<<<<

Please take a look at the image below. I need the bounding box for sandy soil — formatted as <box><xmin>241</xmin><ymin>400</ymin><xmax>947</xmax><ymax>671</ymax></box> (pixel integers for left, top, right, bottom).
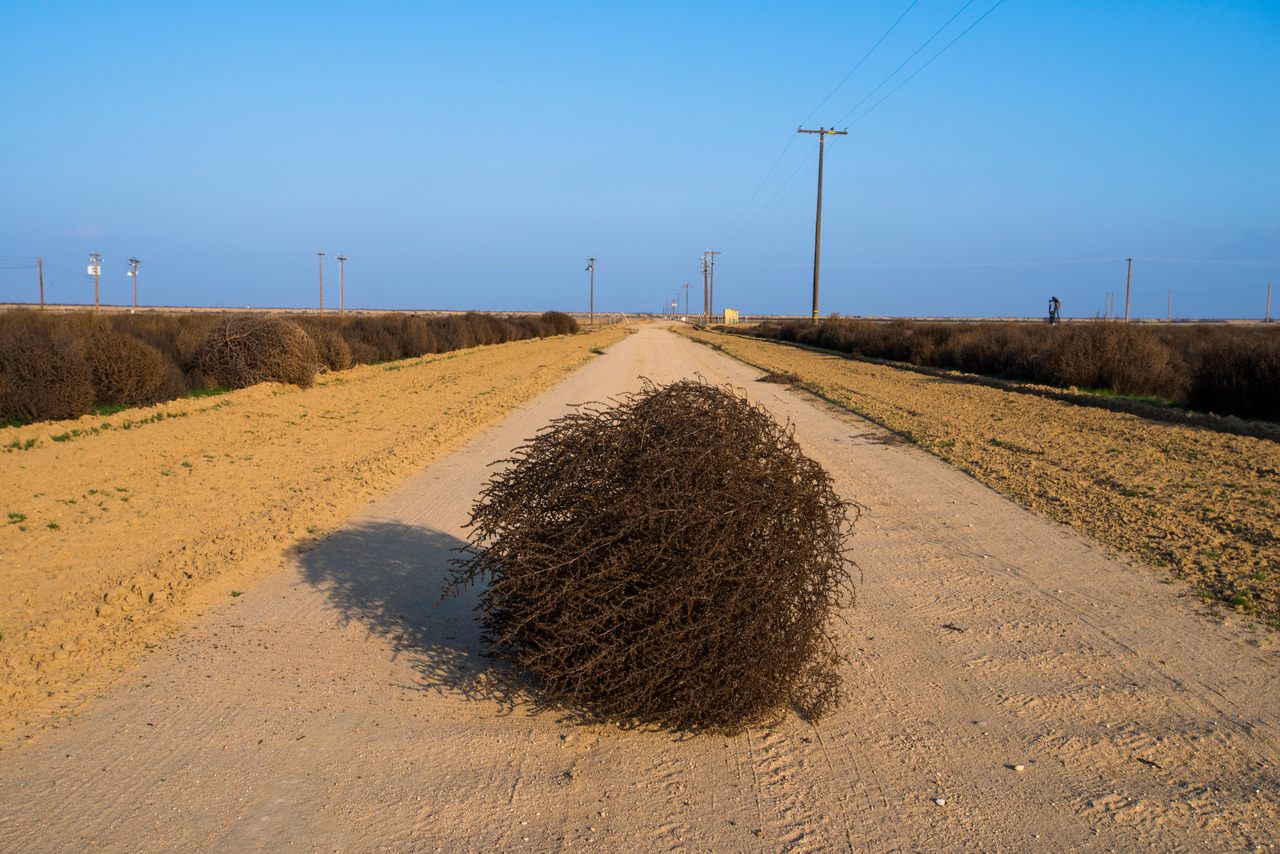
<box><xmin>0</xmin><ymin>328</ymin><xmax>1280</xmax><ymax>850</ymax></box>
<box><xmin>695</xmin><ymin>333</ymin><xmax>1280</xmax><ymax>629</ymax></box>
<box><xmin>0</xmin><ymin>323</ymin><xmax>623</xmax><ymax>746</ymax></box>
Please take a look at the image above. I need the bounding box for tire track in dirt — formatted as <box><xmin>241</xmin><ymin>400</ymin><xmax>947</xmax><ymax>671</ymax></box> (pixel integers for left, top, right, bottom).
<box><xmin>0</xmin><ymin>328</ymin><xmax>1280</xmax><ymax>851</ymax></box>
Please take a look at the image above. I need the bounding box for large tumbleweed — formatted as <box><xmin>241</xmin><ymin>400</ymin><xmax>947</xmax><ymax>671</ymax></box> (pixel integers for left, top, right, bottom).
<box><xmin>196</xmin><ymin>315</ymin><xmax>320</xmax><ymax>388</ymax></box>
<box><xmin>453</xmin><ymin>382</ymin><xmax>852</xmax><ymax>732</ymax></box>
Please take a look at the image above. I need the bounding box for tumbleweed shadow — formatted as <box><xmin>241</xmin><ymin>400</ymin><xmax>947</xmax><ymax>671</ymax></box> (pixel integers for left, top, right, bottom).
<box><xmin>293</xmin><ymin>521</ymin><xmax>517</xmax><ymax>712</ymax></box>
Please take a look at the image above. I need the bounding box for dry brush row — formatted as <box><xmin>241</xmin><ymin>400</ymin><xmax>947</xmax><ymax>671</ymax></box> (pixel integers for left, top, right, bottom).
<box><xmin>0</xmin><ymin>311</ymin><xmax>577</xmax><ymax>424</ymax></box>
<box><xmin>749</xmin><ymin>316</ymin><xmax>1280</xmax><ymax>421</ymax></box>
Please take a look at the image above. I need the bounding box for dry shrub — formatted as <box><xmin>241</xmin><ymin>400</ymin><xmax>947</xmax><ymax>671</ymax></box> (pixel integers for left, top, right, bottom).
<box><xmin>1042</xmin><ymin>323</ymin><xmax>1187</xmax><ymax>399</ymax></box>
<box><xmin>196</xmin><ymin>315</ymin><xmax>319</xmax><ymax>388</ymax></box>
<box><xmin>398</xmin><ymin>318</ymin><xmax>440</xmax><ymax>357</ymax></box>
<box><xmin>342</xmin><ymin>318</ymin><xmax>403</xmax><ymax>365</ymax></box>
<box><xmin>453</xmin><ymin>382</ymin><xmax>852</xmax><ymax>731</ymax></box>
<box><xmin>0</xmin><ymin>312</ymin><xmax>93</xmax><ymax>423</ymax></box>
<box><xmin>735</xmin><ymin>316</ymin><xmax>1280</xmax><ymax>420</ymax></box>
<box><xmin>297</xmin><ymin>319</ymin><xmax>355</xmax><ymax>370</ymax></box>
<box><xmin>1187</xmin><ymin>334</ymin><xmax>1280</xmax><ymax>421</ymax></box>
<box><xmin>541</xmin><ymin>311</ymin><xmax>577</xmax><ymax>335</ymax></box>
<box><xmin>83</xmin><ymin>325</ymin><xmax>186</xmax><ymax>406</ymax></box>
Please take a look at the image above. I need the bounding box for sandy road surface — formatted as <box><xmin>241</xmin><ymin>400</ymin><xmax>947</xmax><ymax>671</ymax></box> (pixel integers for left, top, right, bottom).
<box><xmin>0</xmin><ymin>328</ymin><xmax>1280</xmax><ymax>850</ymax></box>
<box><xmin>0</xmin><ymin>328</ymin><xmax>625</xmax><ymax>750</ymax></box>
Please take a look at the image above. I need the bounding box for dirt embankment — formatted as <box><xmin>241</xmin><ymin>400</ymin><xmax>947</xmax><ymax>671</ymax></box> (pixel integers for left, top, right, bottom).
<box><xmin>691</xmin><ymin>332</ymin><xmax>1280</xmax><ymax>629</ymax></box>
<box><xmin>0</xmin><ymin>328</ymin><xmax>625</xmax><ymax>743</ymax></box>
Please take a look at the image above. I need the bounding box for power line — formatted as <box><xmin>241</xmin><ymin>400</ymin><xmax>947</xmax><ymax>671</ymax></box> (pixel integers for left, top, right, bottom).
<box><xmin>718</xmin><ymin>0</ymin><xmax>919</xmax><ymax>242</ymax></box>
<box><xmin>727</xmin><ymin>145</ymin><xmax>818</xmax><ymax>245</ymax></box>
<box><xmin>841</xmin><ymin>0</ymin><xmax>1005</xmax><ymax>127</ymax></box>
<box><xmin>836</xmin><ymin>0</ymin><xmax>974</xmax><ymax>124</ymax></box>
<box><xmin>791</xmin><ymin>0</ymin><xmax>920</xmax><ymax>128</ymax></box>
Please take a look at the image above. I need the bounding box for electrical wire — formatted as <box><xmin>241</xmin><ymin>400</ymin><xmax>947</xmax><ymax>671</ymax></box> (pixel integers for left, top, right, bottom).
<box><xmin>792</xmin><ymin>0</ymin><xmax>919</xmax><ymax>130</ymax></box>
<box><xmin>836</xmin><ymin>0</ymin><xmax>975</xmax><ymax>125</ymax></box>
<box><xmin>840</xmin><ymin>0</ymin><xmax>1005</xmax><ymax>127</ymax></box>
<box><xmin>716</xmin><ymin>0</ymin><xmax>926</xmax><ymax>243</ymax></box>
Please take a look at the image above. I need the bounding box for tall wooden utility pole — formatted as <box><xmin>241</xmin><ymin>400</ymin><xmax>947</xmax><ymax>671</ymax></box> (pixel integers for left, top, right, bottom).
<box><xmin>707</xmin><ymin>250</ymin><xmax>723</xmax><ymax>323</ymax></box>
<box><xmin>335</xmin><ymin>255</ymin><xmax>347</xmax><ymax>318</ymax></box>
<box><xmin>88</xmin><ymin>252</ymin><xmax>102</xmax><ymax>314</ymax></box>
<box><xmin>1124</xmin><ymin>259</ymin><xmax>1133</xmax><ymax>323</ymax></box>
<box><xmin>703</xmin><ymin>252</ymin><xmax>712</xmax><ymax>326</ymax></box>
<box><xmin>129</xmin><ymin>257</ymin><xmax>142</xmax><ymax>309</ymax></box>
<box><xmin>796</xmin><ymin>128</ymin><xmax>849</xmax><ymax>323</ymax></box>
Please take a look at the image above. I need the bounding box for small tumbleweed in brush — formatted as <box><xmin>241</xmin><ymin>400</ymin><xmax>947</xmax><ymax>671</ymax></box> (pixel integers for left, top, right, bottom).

>>>>

■ What is asked ■
State how many lines of the material above contain the string "sandy", treating uppercase and lowercase as distinct. Reply with the number alone.

■ Final result ■
2